▶ _EXERCISE OBJECTIVE_
Rewrite the listing below with every "Practice step" changed to "Exercise", and keep all other text the same.

▶ _PROVIDED INFORMATION_
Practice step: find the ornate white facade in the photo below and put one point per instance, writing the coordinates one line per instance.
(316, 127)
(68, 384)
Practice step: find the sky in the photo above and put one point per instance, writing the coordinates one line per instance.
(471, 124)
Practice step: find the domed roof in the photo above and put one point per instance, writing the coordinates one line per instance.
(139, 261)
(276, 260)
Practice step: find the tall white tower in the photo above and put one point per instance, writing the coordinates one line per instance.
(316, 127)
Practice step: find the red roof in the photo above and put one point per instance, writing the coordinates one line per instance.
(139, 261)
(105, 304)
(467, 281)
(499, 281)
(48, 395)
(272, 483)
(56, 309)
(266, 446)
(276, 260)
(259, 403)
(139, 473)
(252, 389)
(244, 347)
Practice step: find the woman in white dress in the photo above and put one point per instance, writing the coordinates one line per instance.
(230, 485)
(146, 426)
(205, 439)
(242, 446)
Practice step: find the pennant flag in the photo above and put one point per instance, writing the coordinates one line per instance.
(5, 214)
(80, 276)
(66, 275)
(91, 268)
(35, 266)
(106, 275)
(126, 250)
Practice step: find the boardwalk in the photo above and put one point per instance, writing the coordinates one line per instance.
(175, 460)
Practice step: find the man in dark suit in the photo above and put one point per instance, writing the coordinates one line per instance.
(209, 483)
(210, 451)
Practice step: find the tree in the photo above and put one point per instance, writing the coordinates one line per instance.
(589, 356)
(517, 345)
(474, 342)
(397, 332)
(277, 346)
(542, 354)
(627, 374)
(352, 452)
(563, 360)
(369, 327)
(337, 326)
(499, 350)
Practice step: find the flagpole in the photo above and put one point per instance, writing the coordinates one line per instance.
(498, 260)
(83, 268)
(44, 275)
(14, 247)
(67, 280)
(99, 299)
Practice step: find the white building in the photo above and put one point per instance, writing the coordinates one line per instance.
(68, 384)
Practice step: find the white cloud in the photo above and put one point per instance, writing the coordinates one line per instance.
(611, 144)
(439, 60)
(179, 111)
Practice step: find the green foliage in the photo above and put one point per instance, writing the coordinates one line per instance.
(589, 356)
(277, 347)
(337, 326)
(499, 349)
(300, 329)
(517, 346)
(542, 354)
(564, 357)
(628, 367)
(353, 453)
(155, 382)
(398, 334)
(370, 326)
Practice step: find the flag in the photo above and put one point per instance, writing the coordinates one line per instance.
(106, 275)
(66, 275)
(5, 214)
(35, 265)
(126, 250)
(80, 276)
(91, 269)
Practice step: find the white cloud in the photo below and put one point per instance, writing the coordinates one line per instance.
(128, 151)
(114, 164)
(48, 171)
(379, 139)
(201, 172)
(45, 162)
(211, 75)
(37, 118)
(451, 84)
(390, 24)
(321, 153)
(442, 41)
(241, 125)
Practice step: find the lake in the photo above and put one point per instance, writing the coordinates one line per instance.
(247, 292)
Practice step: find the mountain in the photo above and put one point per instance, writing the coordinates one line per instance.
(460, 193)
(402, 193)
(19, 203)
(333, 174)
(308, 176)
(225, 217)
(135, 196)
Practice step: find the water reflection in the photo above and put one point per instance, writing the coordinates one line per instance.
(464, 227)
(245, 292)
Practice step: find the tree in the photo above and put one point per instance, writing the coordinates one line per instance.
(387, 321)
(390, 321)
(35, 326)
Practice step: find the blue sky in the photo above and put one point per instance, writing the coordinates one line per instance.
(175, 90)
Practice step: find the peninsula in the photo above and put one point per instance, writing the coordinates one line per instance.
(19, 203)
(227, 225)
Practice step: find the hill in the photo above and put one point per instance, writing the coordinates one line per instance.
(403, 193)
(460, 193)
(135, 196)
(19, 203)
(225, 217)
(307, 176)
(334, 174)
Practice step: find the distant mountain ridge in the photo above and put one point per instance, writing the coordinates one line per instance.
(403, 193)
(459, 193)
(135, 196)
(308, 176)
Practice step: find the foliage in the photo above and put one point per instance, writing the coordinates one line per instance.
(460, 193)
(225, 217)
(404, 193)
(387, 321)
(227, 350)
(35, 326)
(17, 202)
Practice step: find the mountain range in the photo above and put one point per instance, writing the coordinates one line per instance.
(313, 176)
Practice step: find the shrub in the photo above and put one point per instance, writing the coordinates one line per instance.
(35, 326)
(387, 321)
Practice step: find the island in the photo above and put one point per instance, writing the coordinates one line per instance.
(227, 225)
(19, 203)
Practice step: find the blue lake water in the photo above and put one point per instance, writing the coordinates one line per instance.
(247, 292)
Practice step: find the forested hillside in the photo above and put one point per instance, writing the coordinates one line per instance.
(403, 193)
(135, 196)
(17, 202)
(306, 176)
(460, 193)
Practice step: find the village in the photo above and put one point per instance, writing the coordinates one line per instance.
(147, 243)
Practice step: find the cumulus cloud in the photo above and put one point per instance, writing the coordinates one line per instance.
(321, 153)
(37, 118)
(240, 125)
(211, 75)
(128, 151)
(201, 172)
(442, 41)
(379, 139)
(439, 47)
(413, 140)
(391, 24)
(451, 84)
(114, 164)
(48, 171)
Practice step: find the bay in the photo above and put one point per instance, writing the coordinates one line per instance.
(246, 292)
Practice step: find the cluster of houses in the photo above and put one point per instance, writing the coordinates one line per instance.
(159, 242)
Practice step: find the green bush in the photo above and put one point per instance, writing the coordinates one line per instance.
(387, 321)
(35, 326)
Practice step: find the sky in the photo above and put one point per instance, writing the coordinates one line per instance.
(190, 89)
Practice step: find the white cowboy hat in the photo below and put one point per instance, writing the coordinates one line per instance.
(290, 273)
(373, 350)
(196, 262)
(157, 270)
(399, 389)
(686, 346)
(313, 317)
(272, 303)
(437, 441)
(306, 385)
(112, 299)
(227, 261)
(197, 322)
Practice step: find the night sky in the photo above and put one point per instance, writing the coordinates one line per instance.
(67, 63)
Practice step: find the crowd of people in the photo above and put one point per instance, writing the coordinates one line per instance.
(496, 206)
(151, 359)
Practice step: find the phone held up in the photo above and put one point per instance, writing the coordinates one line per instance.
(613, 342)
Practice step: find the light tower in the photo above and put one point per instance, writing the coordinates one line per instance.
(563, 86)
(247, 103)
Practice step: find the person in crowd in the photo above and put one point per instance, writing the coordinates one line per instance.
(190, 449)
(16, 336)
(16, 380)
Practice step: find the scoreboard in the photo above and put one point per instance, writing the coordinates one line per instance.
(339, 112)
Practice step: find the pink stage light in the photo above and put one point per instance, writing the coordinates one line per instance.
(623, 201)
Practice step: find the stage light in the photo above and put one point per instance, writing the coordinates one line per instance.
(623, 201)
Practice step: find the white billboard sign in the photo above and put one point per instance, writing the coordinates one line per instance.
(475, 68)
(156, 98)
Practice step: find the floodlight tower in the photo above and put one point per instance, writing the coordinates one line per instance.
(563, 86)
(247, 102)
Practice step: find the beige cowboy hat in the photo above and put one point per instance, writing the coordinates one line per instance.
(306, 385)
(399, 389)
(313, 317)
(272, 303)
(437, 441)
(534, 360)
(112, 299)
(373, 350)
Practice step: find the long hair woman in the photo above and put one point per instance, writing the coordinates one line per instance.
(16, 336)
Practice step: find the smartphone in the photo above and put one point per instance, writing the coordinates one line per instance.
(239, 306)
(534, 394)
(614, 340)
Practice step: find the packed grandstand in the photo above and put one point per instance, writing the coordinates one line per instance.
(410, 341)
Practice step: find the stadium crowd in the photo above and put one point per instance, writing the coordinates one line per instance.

▶ _CORRECT RESULT_
Exercise: find the ornate white facade in the photo below and put one point per instance, writing the coordinates one line per instance.
(316, 127)
(68, 384)
Exercise: find the sky in the photo above and put one point per instance, writing the coordinates one line per instance.
(471, 124)
Exercise: find the domed roof in the photo above and put one point per instance, writing the coordinates one line per instance.
(139, 261)
(276, 260)
Exercise: find the tall white tower in the photo above and put one point per instance, writing the coordinates one line per instance.
(316, 127)
Exercise: find the red roof in the photo above and put one point per instance, writing the coordinates one line per instance.
(139, 261)
(105, 304)
(467, 281)
(499, 281)
(48, 395)
(272, 483)
(56, 309)
(266, 446)
(276, 260)
(259, 403)
(139, 473)
(252, 389)
(244, 347)
Exercise: find the woman in white dress in the photo above and put one point per instance, writing the coordinates one line per instance.
(230, 485)
(146, 426)
(205, 439)
(242, 446)
Exercise: find the pennant flag in the photo above and put one point per instance, writing the coordinates one line per instance.
(5, 214)
(80, 276)
(66, 275)
(91, 268)
(35, 266)
(106, 275)
(126, 250)
Exercise: find the boardwalk in the photo above and put one point per instance, writing the coordinates one line per instance.
(175, 460)
Exercise: find the man in dark suit in the photo above and put one point per instance, writing the coordinates one line per instance.
(209, 483)
(210, 451)
Exercise: find the tree in the photo above and put one point per instance, writing the coordinates one line per instance.
(589, 356)
(517, 345)
(474, 342)
(397, 332)
(277, 346)
(542, 354)
(627, 374)
(352, 452)
(563, 360)
(369, 327)
(337, 326)
(499, 350)
Exercise: find the flagpole in the photo above and put one point per instance, writing the coordinates one line per instance.
(498, 260)
(83, 268)
(44, 275)
(14, 247)
(67, 280)
(99, 299)
Exercise: find the white building in the photo above and put one point per instance, writing the coordinates one line per instance.
(68, 384)
Exercise: find the white cloud in the photo above and put one point per instance, writing the coordinates one line per instance.
(611, 144)
(439, 60)
(179, 111)
Exercise: find the green foliage in the photo above and put one point per instance, writing the coordinates one line per instance.
(589, 356)
(277, 347)
(337, 326)
(499, 349)
(300, 329)
(517, 346)
(542, 354)
(564, 357)
(628, 367)
(353, 453)
(155, 382)
(398, 334)
(370, 326)
Exercise: find the flag in the photo above and put one point per instance, writing the coordinates one line per instance.
(106, 275)
(66, 275)
(5, 214)
(35, 265)
(126, 250)
(80, 276)
(91, 269)
Exercise: find the white cloud in the photo below and put one point per instance, writing the coordinates one line per instance.
(128, 151)
(114, 164)
(48, 171)
(379, 139)
(201, 172)
(45, 162)
(211, 75)
(37, 118)
(451, 84)
(390, 24)
(321, 153)
(442, 41)
(241, 125)
Exercise: find the lake in the photo above and put one point per instance, writing the coordinates one line per instance.
(247, 292)
Exercise: find the mountain in the photo above and put one point per instance, writing the coordinates one line per instance.
(460, 193)
(402, 193)
(19, 203)
(333, 174)
(308, 176)
(225, 217)
(135, 196)
Exercise: find the water reflection in the photo above and put one point per instance, writing the coordinates one line per instance.
(464, 227)
(245, 292)
Exercise: find the tree in the photo above and put one point per instance, writing the coordinates one line per instance.
(387, 321)
(390, 321)
(35, 326)
Exercise: find the blue sky in the photo above and put one point per instance, writing the coordinates one line per instance.
(175, 90)
Exercise: find the peninsula in the photo above and put one point per instance, writing the coordinates one line per instance.
(19, 203)
(227, 225)
Exercise: find the hill in the photo above and put one point per instance, writing the coordinates one line per instance.
(403, 193)
(460, 193)
(135, 196)
(19, 203)
(225, 217)
(307, 176)
(334, 174)
Exercise: find the distant mountain ridge in the photo above and put one point per instance, writing the coordinates one line per instance.
(403, 193)
(459, 193)
(135, 196)
(308, 176)
Exercise: find the foliage in the photo above and put one point per instance, writing the coordinates one line per instance.
(460, 193)
(225, 217)
(404, 193)
(387, 321)
(227, 350)
(35, 326)
(17, 202)
Exercise: find the mountain range in the photo above and put one point per instance, writing the coordinates one line per instance.
(313, 176)
Exercise: find the shrub in the photo above and put one point per instance, writing the coordinates one line per instance.
(35, 326)
(387, 321)
Exercise: find the island in the photo above and put one point per instance, writing the coordinates one line per instance.
(227, 225)
(19, 203)
Exercise: find the blue lake water in the photo above and put one point per instance, writing the coordinates one line per instance.
(247, 292)
Exercise: find the forested hillside in the photo above and put one point per instance, writing the coordinates one line per instance.
(403, 193)
(135, 196)
(17, 202)
(306, 176)
(460, 193)
Exercise: find the village in the photo above and put one point per instance, writing the coordinates one line per instance.
(147, 243)
Exercise: find the cumulus cloud in the photo above and put one point per instance, writing the coordinates one line per instance.
(321, 153)
(37, 118)
(240, 125)
(211, 75)
(128, 151)
(201, 172)
(442, 41)
(379, 139)
(439, 47)
(413, 140)
(391, 24)
(451, 84)
(114, 164)
(48, 171)
Exercise: find the bay in the photo above and put one point per instance, writing the coordinates one line per instance.
(246, 292)
Exercise: find the cluster of houses in the photo above and put one point per instance, writing the coordinates one line per instance.
(159, 242)
Exercise: find the green bush in the photo above and put one point per instance, writing the coordinates one line per instance.
(387, 321)
(35, 326)
Exercise: find the sky in the photo above and put one point per instance, writing the coordinates one line per instance.
(190, 89)
Exercise: find the white cowboy hat in the photo below and put one point per instance, writing the coordinates one line per instance.
(290, 273)
(373, 350)
(196, 262)
(157, 270)
(399, 389)
(686, 346)
(313, 317)
(272, 303)
(437, 441)
(306, 385)
(112, 299)
(227, 261)
(197, 322)
Exercise: find the night sky in the photo above and put one point per instance, writing the coordinates one line per instance.
(67, 63)
Exercise: find the crowd of people in the photo above and put one point per instance, writing the coordinates one line per instance.
(496, 206)
(151, 359)
Exercise: find the phone held up in the photo above and put one point per instance, writing the coordinates one line per instance.
(613, 342)
Exercise: find the light tower in the photo above and put one point per instance, writing the coordinates one line per instance.
(563, 86)
(247, 103)
Exercise: find the person in crowd in the photo above and put one point per instance, writing the coordinates one line per instance.
(190, 449)
(16, 336)
(16, 380)
Exercise: find the scoreboard in the photo above and put one point per instance, writing the coordinates one line per instance.
(339, 112)
Exercise: find the pink stage light in the photo above and put one point per instance, writing the coordinates one line per instance.
(623, 201)
Exercise: find the stage light in the photo above and put one point per instance, writing the coordinates one line per instance.
(623, 201)
Exercise: find the white billboard sign in the photo above and put one point per instance, writing the coordinates one line per instance.
(475, 68)
(156, 98)
Exercise: find the floodlight tower in the photo above and put one point per instance, writing the coordinates one line per instance.
(563, 86)
(247, 102)
Exercise: find the beige cowboy hat in the photo above and put one point per instance, writing the coordinates one line per instance.
(306, 385)
(399, 389)
(313, 317)
(272, 303)
(437, 441)
(534, 360)
(112, 299)
(373, 350)
Exercise: find the long hair woman in the photo above and put one point per instance, writing the coordinates one line per instance.
(16, 336)
Exercise: find the smartphone in the photo above and put one point per instance, writing the coordinates one line per instance.
(239, 306)
(534, 394)
(614, 340)
Exercise: find the packed grandstand in the photo above and put one point per instance, writing the coordinates one line per instance.
(410, 341)
Exercise: find the stadium crowd in the photo above and put one point per instance, writing the coordinates one line per instance.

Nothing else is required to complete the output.